Top of Records supplied
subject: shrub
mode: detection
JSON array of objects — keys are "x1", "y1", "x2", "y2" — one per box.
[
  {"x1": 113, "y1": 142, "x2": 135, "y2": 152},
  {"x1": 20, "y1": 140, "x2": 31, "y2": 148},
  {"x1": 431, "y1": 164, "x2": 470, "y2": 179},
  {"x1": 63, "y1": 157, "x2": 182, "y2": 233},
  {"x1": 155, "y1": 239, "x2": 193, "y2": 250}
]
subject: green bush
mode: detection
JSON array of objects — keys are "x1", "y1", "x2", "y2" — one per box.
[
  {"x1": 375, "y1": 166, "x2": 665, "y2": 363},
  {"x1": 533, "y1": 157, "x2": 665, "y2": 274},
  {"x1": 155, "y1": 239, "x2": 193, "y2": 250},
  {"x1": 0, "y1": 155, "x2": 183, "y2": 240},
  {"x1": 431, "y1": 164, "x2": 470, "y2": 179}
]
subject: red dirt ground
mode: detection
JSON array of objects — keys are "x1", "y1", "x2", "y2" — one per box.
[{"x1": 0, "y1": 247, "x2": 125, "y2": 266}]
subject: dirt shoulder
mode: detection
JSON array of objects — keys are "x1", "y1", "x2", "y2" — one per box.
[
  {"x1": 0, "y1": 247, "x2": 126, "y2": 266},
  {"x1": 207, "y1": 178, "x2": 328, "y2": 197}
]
Bottom of Records supplied
Top of Records supplied
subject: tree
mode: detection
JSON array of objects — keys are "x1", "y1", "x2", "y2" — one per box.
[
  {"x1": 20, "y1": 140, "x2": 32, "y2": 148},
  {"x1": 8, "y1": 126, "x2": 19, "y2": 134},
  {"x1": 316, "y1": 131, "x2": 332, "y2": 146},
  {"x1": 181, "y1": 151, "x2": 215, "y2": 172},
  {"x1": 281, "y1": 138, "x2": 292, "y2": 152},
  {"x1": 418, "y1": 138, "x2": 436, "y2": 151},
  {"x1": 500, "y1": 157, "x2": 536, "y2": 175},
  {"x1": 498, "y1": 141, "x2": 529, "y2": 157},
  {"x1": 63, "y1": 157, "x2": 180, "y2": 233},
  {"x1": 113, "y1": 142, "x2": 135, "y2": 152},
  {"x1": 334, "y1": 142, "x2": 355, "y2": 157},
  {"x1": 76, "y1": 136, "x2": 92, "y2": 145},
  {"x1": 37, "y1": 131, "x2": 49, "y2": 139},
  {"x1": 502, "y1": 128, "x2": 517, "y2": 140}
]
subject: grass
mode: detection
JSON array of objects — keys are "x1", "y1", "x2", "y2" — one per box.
Bottom of Records supplied
Top of Records supplied
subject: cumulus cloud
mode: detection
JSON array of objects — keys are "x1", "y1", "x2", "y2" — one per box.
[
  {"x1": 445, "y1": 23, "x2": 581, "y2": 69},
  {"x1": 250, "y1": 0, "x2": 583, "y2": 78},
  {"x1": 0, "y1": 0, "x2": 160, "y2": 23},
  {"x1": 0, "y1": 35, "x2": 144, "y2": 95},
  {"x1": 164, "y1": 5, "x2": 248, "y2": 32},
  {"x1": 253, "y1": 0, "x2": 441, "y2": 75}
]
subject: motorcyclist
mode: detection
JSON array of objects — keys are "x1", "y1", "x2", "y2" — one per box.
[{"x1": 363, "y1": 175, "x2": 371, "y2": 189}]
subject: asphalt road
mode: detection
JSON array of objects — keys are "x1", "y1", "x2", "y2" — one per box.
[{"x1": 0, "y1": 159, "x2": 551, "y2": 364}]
Bottom of Records supplied
What is being asked:
Every line of the listing that includes the word "subject" must be copied.

Solution for this task:
subject: shrub
subject: green bush
subject: red dirt ground
subject: dirt shoulder
subject: tree
subject: grass
subject: cumulus cloud
subject: motorcyclist
subject: asphalt road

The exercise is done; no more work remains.